#### [TASK STATEMENT]
Copy the data word for word, from the start of the data through the line containing "[0,469,1345,893]", and leave the pictures out of your copy.

#### [SOURCE MATERIAL]
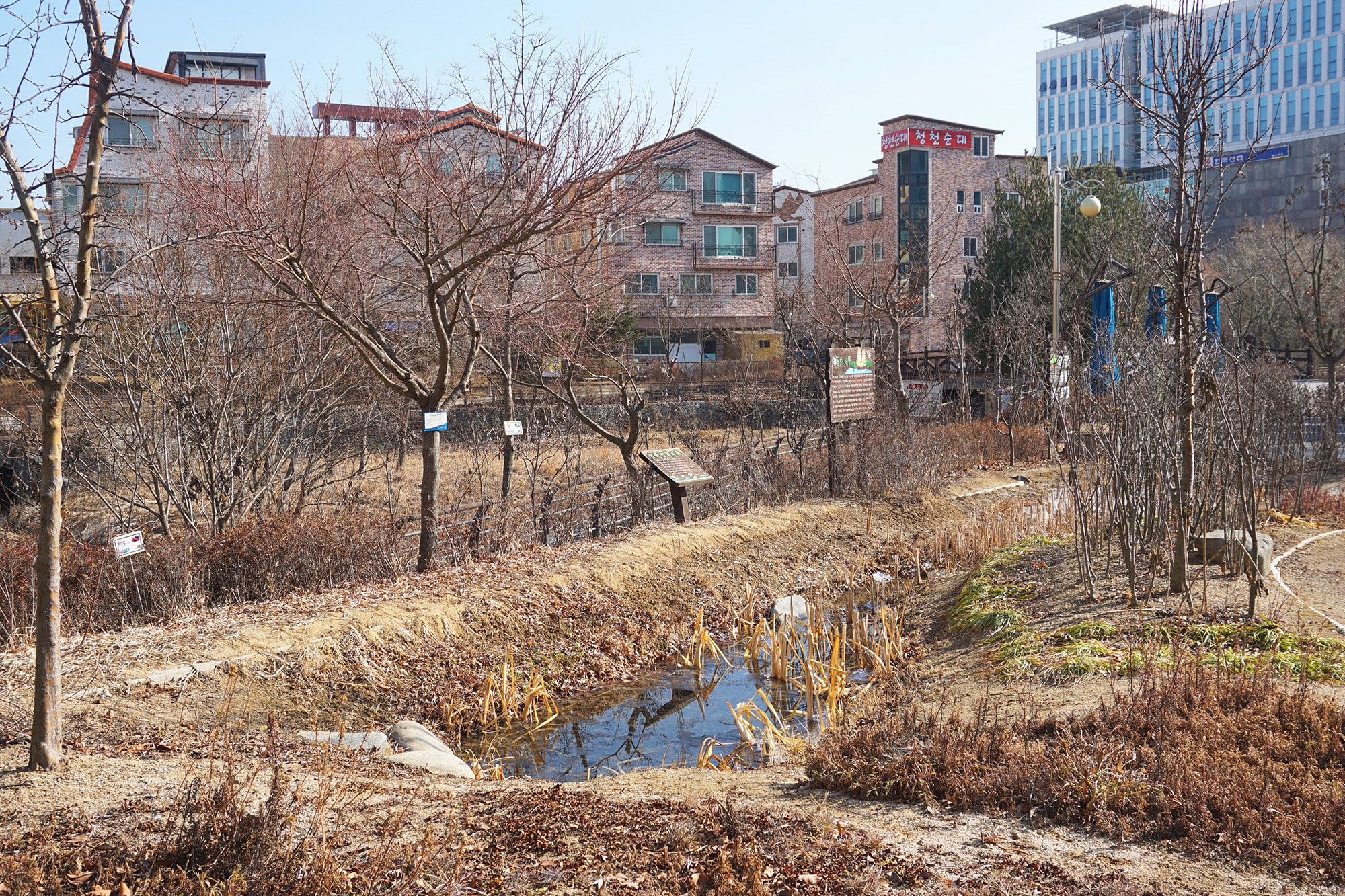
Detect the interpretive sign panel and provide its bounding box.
[640,448,714,486]
[827,345,874,423]
[112,532,145,560]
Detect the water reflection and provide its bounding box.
[463,655,807,780]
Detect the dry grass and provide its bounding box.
[807,654,1345,881]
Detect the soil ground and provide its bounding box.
[0,469,1345,893]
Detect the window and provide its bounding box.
[102,183,145,215]
[659,171,686,192]
[701,171,756,206]
[644,223,682,246]
[184,59,257,81]
[678,274,714,296]
[94,249,130,273]
[625,274,659,296]
[186,118,249,159]
[106,116,155,147]
[633,333,667,355]
[59,183,79,215]
[705,225,756,258]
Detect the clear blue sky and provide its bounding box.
[13,0,1111,192]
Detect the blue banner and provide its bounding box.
[1209,147,1289,168]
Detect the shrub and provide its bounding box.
[807,655,1345,881]
[0,514,395,642]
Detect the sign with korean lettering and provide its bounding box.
[640,448,714,486]
[827,345,874,423]
[1209,147,1289,168]
[112,532,145,560]
[881,128,971,152]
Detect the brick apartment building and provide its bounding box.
[47,51,269,265]
[608,128,781,362]
[811,116,1028,351]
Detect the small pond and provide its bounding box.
[461,653,863,780]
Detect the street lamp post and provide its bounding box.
[1050,165,1102,362]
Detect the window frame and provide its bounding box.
[642,220,682,246]
[701,225,761,258]
[659,168,691,192]
[105,112,159,149]
[701,168,757,206]
[677,273,714,296]
[625,272,663,296]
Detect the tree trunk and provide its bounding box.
[1167,321,1196,595]
[500,362,514,505]
[621,444,646,519]
[28,382,66,771]
[416,430,438,572]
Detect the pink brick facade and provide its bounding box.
[814,116,1025,351]
[608,129,775,359]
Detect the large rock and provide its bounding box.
[1188,529,1275,576]
[295,731,387,754]
[383,719,476,778]
[765,595,808,622]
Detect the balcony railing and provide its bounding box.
[690,190,775,214]
[691,242,775,269]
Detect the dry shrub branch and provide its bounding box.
[808,655,1345,881]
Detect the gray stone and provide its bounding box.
[295,731,387,754]
[382,749,476,779]
[765,595,808,622]
[383,719,476,778]
[1188,529,1275,576]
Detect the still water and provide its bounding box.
[461,654,862,780]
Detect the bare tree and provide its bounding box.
[1102,0,1279,594]
[0,0,132,771]
[191,11,678,571]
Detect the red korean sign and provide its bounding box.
[882,128,971,152]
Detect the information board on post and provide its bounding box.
[112,532,145,560]
[827,345,877,423]
[640,448,714,487]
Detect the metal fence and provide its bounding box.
[414,427,827,563]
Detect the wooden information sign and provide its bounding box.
[640,448,714,522]
[827,345,876,423]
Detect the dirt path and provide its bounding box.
[1275,530,1345,635]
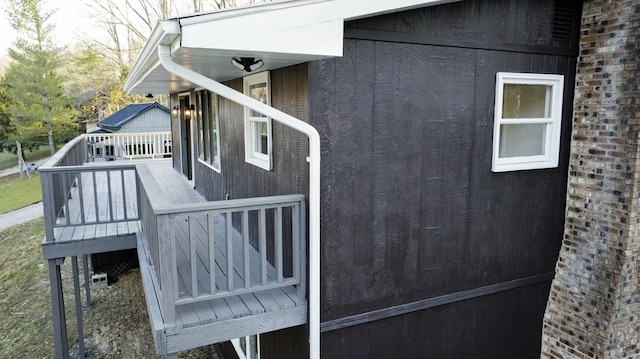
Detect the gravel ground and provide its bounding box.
[68,269,220,359]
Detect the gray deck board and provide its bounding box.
[43,161,307,354]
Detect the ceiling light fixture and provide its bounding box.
[231,57,264,72]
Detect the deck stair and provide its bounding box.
[41,139,307,358]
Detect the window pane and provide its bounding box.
[208,93,218,162]
[254,122,269,155]
[498,123,547,158]
[249,82,267,117]
[502,84,551,118]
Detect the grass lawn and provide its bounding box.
[0,218,76,358]
[0,171,42,214]
[0,218,219,359]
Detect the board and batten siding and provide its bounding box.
[195,64,309,200]
[309,0,580,358]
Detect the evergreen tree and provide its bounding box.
[5,0,78,155]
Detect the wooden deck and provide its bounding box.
[42,161,142,259]
[138,163,307,354]
[43,160,307,354]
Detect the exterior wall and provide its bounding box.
[309,0,579,358]
[195,64,308,200]
[541,0,640,359]
[118,108,171,133]
[169,94,182,173]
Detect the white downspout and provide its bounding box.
[158,45,320,359]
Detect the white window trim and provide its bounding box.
[243,71,273,171]
[196,89,222,173]
[491,72,564,172]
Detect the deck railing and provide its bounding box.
[85,131,172,161]
[138,168,306,322]
[39,136,306,328]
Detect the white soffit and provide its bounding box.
[180,0,460,57]
[124,0,461,93]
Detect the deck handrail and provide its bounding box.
[38,134,160,242]
[138,166,306,323]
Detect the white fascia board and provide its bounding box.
[182,20,344,58]
[124,20,180,92]
[180,0,460,56]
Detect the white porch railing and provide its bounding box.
[84,131,172,161]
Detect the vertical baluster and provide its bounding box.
[207,213,216,295]
[106,170,113,222]
[91,171,100,223]
[120,169,129,221]
[187,216,198,298]
[293,200,307,298]
[273,207,284,283]
[77,172,86,224]
[242,210,251,288]
[258,208,267,285]
[291,204,302,290]
[226,211,233,292]
[62,172,71,226]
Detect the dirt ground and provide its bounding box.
[73,269,219,359]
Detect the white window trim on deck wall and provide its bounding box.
[491,72,564,172]
[243,71,273,171]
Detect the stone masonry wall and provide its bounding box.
[541,0,640,359]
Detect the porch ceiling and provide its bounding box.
[131,47,322,94]
[124,0,460,94]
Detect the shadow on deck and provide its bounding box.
[40,136,307,358]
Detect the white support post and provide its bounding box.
[49,258,69,359]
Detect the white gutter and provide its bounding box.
[158,44,320,359]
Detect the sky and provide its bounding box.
[0,0,101,56]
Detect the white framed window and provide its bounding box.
[491,72,564,172]
[195,90,220,172]
[231,335,260,359]
[243,71,272,171]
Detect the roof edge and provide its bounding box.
[124,20,181,93]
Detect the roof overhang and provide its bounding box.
[124,0,460,94]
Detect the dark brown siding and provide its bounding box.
[196,64,309,359]
[309,0,579,358]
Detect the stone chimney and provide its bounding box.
[541,0,640,359]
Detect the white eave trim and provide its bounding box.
[124,20,180,92]
[124,0,461,92]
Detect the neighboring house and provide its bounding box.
[89,102,171,159]
[41,0,640,359]
[97,102,171,133]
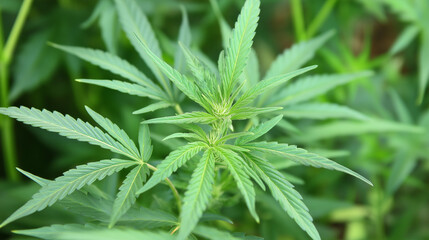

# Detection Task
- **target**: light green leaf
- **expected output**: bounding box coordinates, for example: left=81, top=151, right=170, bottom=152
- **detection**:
left=281, top=103, right=369, bottom=120
left=115, top=0, right=172, bottom=92
left=233, top=65, right=317, bottom=109
left=85, top=106, right=140, bottom=159
left=109, top=164, right=149, bottom=228
left=242, top=142, right=372, bottom=186
left=194, top=225, right=242, bottom=240
left=244, top=155, right=320, bottom=240
left=235, top=115, right=283, bottom=145
left=76, top=79, right=166, bottom=100
left=268, top=72, right=372, bottom=106
left=51, top=43, right=163, bottom=95
left=231, top=107, right=283, bottom=120
left=136, top=33, right=205, bottom=107
left=389, top=25, right=420, bottom=54
left=116, top=207, right=179, bottom=229
left=0, top=159, right=136, bottom=227
left=0, top=107, right=139, bottom=161
left=216, top=148, right=259, bottom=222
left=177, top=149, right=215, bottom=240
left=133, top=101, right=172, bottom=114
left=219, top=0, right=260, bottom=97
left=137, top=142, right=207, bottom=194
left=144, top=112, right=217, bottom=124
left=174, top=7, right=192, bottom=72
left=264, top=31, right=334, bottom=79
left=14, top=224, right=174, bottom=240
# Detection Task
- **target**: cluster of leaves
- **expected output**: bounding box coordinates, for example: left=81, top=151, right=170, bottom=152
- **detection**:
left=0, top=0, right=371, bottom=239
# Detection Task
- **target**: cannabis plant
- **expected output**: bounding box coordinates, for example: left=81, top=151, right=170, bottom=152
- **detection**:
left=0, top=0, right=371, bottom=239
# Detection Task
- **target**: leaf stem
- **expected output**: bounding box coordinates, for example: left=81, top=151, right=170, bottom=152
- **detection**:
left=0, top=0, right=33, bottom=181
left=145, top=163, right=182, bottom=212
left=291, top=0, right=306, bottom=42
left=307, top=0, right=337, bottom=39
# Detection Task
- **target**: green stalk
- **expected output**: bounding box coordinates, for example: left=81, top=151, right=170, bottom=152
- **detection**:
left=291, top=0, right=307, bottom=42
left=0, top=0, right=33, bottom=181
left=307, top=0, right=337, bottom=38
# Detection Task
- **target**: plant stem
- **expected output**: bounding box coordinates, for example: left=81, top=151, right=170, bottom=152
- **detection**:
left=291, top=0, right=306, bottom=42
left=145, top=163, right=182, bottom=212
left=0, top=0, right=33, bottom=181
left=306, top=0, right=337, bottom=39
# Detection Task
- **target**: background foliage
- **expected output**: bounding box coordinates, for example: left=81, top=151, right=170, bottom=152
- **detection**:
left=0, top=0, right=429, bottom=239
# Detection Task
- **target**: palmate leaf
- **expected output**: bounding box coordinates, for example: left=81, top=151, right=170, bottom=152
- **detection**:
left=235, top=115, right=283, bottom=145
left=219, top=0, right=260, bottom=97
left=267, top=72, right=372, bottom=106
left=137, top=142, right=207, bottom=194
left=135, top=35, right=207, bottom=108
left=116, top=207, right=179, bottom=229
left=215, top=148, right=259, bottom=222
left=0, top=159, right=137, bottom=227
left=133, top=101, right=172, bottom=114
left=109, top=164, right=149, bottom=227
left=76, top=79, right=167, bottom=100
left=233, top=65, right=317, bottom=109
left=177, top=149, right=215, bottom=240
left=242, top=142, right=372, bottom=186
left=281, top=103, right=369, bottom=120
left=0, top=107, right=139, bottom=161
left=247, top=155, right=320, bottom=240
left=85, top=106, right=139, bottom=156
left=144, top=112, right=217, bottom=124
left=264, top=31, right=334, bottom=79
left=115, top=0, right=172, bottom=93
left=51, top=43, right=160, bottom=95
left=14, top=224, right=174, bottom=240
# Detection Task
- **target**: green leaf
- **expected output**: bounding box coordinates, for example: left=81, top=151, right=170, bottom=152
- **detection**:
left=244, top=155, right=320, bottom=240
left=115, top=0, right=172, bottom=92
left=0, top=107, right=139, bottom=161
left=177, top=149, right=215, bottom=239
left=116, top=207, right=179, bottom=229
left=109, top=164, right=149, bottom=228
left=76, top=79, right=166, bottom=100
left=417, top=29, right=429, bottom=103
left=231, top=107, right=283, bottom=120
left=194, top=225, right=241, bottom=240
left=10, top=30, right=60, bottom=102
left=174, top=7, right=192, bottom=72
left=85, top=106, right=140, bottom=159
left=137, top=142, right=207, bottom=194
left=219, top=0, right=260, bottom=97
left=144, top=112, right=217, bottom=124
left=139, top=124, right=153, bottom=162
left=268, top=72, right=372, bottom=106
left=389, top=25, right=420, bottom=55
left=14, top=224, right=174, bottom=240
left=264, top=31, right=334, bottom=79
left=233, top=65, right=317, bottom=109
left=51, top=43, right=163, bottom=95
left=235, top=115, right=283, bottom=145
left=281, top=103, right=369, bottom=120
left=0, top=159, right=136, bottom=227
left=136, top=33, right=205, bottom=107
left=133, top=101, right=172, bottom=114
left=216, top=148, right=259, bottom=222
left=242, top=142, right=372, bottom=186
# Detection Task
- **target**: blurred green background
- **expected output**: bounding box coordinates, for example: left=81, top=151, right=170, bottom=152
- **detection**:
left=0, top=0, right=429, bottom=240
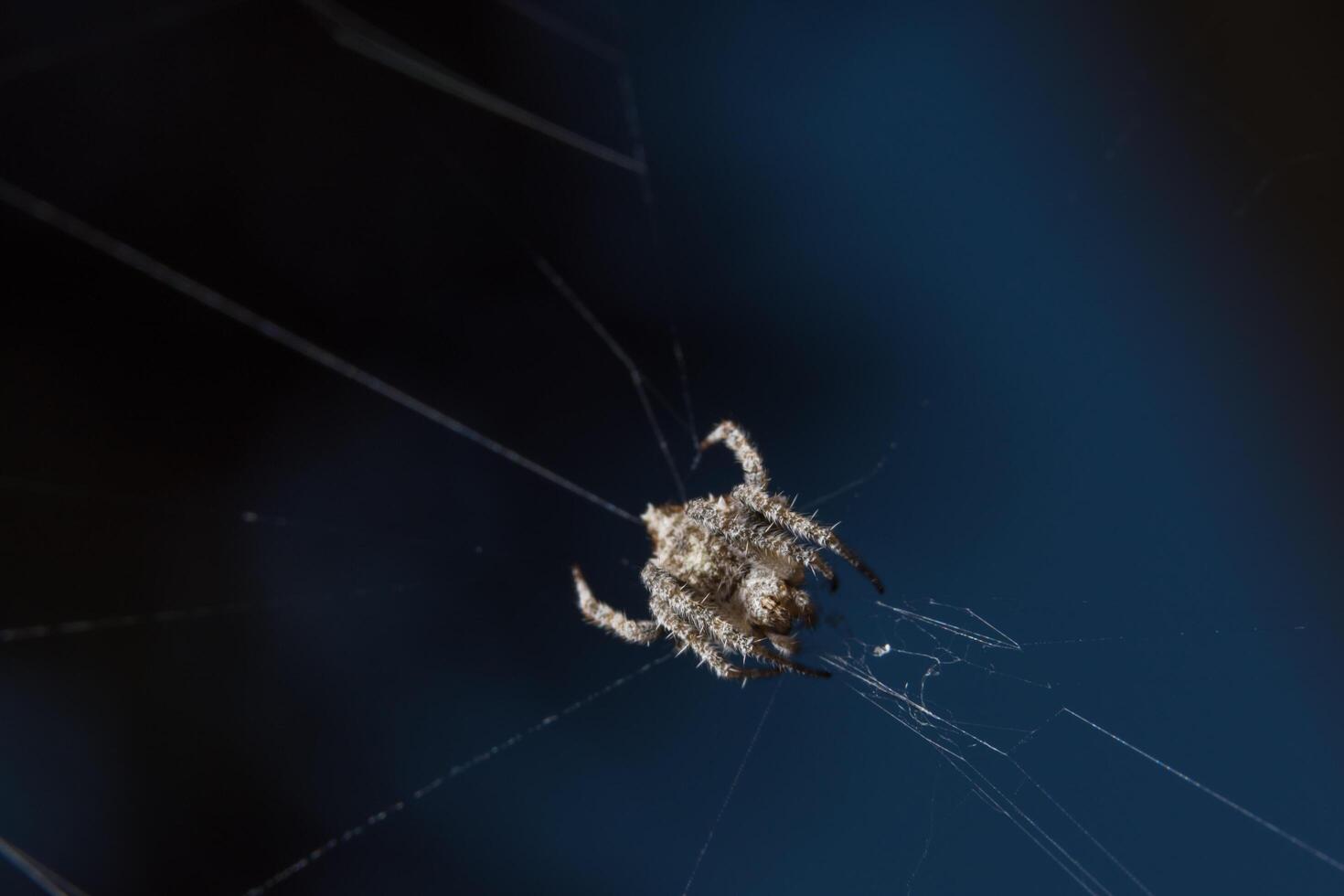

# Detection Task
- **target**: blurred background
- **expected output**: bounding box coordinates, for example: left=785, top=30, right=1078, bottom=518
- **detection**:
left=0, top=0, right=1344, bottom=896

#### [SOLUTION TO THE EXERCISE]
Detect the interpretive sign panel and provide its bounding box.
[640,448,714,486]
[827,345,874,423]
[112,532,145,560]
Detect the water reflection and provide its bounding box.
[463,655,807,780]
Detect the dry grass and provide its bounding box.
[807,654,1345,881]
Detect the soil ground and provide its bounding box.
[0,469,1345,893]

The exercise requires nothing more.